**Фрагмент текста**.
Что касается показаний свидетелей, а не протоколов допросов обвиняемых, то ошибки в расшифровках стенограмм следует рассматривать не как нарочитые манипуляции, а скорее как результат небрежности или низкого уровня образования следователей. В первые послевоенные годы наблюдался дефицит не только профессиональных судей и следователей, но даже дефицит бумаги. Уровень доказательности в советском судопроизводстве был не слишком высок, и показания свидетелей часто основывались на слухах. Однако проводились и подробные расследования с целью установить факты, особенно в случаях, когда преступления носили не только уголовный, но и политический характер. Преступниками считались те, кто носил военную форму противника, принимал присягу или участвовал в рейдах — наравне с непосредственными исполнителями конкретных преступлений.
Более подробную документацию о судебных процессах над военными преступниками можно найти в тех регионах восточной Польши, которые в 1945 г. были переданы Советскому Союзу. В офисе бывшей Главной комиссии в Варшаве (INRW) хранятся дела 400 лиц из западных областей Белоруссии и Украины. Большинство этих дел относится к концу 1940-х и началу 1950-х годов. Вторая серия процессов проводилась в 1960-х и 1970-х годах, а некоторые даже позднее. К 1960 гг. следствие начали вести более тщательно и выводы стали более обоснованными, как в советских, так и в польских судах. В ходе этих польских процессов некоторых подсудимых даже оправдали, и на последних судах степень персональной ответственности оценивалась более тщательно.

**Показанные записи**.
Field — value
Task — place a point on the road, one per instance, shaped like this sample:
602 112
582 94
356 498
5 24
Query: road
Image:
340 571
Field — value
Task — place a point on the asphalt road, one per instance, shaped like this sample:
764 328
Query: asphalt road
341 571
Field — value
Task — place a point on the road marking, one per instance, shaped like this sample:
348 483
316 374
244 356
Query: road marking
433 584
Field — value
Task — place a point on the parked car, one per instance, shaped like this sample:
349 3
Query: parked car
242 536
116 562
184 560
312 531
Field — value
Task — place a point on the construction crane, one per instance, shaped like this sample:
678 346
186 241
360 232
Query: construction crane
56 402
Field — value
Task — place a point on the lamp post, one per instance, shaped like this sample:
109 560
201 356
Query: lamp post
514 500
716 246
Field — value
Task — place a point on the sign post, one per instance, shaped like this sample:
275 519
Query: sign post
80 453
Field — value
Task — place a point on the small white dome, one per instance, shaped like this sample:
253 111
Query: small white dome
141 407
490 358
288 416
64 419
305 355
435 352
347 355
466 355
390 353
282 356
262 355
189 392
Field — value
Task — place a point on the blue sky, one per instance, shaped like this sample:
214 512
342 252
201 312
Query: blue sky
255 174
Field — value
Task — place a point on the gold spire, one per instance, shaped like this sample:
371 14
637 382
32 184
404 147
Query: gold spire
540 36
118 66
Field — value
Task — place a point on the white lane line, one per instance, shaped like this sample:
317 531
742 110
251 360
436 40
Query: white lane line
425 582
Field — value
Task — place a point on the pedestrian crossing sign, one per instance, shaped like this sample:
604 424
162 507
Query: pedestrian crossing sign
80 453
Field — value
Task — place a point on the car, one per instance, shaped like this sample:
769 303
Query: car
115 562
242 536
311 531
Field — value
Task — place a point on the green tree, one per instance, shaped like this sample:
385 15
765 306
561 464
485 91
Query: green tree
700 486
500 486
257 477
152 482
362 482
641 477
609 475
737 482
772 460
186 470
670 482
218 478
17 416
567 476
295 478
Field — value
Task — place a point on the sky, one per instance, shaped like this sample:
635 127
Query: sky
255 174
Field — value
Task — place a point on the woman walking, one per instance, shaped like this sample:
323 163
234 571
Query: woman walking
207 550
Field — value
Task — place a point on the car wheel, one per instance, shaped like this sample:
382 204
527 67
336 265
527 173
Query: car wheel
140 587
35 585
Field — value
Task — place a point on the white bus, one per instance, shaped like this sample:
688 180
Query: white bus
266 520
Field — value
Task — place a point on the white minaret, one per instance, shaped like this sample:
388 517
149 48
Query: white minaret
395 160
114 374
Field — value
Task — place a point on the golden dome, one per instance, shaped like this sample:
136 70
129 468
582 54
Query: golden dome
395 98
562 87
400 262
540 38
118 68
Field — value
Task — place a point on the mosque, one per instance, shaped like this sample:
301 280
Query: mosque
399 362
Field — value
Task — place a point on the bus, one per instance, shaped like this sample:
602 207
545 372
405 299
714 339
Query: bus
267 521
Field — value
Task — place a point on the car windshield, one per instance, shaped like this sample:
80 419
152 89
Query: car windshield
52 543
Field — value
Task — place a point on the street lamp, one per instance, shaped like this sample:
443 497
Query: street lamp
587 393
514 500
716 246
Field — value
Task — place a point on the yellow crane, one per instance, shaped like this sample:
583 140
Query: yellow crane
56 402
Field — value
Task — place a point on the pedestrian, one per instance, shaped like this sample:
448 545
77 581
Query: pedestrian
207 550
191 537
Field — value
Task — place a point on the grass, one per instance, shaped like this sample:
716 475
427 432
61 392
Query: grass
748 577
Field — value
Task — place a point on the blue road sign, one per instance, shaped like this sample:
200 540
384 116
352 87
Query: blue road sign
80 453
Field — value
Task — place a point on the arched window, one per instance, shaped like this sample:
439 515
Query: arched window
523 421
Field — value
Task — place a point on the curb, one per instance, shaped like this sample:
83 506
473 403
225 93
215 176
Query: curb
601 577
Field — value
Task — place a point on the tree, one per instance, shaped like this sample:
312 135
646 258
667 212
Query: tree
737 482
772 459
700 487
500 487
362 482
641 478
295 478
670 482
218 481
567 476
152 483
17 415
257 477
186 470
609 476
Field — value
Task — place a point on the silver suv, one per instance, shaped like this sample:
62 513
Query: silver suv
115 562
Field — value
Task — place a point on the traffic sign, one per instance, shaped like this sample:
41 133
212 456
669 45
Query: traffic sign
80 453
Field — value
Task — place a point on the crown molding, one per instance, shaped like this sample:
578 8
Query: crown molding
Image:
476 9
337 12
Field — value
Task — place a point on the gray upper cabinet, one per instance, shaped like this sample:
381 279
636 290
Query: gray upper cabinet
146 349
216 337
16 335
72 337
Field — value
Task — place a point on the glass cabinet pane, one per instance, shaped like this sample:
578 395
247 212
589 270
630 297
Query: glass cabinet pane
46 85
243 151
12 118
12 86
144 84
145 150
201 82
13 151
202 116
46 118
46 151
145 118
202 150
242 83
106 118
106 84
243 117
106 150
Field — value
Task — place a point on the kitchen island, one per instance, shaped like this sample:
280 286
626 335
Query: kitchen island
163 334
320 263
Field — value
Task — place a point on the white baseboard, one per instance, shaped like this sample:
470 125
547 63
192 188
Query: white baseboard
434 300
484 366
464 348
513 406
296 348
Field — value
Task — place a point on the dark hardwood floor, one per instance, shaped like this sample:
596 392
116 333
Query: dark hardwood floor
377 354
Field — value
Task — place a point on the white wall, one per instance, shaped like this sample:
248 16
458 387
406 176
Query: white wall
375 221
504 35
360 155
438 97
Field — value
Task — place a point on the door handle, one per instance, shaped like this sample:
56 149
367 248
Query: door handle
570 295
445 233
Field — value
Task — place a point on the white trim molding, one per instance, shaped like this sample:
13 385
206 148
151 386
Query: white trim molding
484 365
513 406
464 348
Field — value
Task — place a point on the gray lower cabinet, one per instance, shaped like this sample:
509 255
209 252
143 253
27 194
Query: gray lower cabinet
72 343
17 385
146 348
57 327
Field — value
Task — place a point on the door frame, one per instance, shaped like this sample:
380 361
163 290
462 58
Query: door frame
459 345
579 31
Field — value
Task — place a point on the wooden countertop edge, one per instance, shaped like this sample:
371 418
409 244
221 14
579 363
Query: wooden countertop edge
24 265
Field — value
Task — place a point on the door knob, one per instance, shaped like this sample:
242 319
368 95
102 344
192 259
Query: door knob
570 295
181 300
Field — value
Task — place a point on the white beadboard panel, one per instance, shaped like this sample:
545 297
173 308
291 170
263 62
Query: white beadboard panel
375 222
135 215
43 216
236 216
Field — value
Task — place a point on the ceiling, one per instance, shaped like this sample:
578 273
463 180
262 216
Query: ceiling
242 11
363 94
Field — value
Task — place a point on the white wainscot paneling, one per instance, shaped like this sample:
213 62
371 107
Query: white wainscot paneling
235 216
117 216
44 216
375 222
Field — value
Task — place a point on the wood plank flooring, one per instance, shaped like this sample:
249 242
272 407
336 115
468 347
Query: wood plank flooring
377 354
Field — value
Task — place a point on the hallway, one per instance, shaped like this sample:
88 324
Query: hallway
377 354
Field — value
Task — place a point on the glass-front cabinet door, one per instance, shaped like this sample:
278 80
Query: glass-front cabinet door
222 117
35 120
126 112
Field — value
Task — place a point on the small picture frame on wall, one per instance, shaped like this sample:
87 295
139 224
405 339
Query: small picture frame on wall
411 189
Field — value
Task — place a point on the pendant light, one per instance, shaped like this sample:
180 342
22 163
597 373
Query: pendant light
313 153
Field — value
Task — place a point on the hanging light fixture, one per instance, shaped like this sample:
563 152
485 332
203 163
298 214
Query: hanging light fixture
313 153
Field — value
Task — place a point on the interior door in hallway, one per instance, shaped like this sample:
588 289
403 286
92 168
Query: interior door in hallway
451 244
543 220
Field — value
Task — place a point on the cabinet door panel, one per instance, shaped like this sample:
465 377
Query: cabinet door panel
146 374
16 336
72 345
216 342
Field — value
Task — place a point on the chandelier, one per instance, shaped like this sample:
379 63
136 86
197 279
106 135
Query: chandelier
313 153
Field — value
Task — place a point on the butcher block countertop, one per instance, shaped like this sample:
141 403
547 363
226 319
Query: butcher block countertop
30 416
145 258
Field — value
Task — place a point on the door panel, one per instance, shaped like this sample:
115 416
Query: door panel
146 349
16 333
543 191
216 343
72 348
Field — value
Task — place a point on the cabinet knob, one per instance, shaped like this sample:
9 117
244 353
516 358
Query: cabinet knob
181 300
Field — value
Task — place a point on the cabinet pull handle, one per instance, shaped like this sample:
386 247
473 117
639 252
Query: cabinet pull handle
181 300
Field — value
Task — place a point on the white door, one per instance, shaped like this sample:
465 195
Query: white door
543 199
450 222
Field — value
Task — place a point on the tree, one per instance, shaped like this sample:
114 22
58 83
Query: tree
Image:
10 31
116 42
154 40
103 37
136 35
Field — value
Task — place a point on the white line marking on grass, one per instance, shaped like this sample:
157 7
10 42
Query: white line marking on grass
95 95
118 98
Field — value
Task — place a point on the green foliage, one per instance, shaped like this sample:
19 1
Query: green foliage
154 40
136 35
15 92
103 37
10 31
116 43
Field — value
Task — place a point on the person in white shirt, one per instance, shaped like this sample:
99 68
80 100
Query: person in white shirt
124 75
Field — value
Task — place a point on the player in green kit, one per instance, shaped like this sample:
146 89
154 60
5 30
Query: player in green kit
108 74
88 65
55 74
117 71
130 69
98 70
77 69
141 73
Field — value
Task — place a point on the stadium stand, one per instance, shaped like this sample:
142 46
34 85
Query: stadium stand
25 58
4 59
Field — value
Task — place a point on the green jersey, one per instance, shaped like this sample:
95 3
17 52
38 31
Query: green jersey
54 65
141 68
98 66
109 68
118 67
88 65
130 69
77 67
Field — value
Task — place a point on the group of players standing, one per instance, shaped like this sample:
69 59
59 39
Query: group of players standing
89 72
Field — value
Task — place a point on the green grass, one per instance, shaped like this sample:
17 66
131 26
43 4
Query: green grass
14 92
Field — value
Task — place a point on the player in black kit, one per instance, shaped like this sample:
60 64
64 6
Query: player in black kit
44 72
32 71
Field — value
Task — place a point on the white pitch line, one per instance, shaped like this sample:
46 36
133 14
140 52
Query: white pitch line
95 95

**Что сделать**.
(A) Согласно тексту о судебных процессах над военными преступниками, дела скольких лиц из западных областей Белоруссии и Украины хранятся в офисе бывшей Главной комиссии в Варшаве?
(B) Выпишите из записей все строки, в которых есть слово «window».
Текст и записи взяты из разных источников.

**Ожидаемые ответы**.
(A) Дела 400 лиц.

(B)
Task — place a point on the arched window, one per instance, shaped like this sample:
Query: arched window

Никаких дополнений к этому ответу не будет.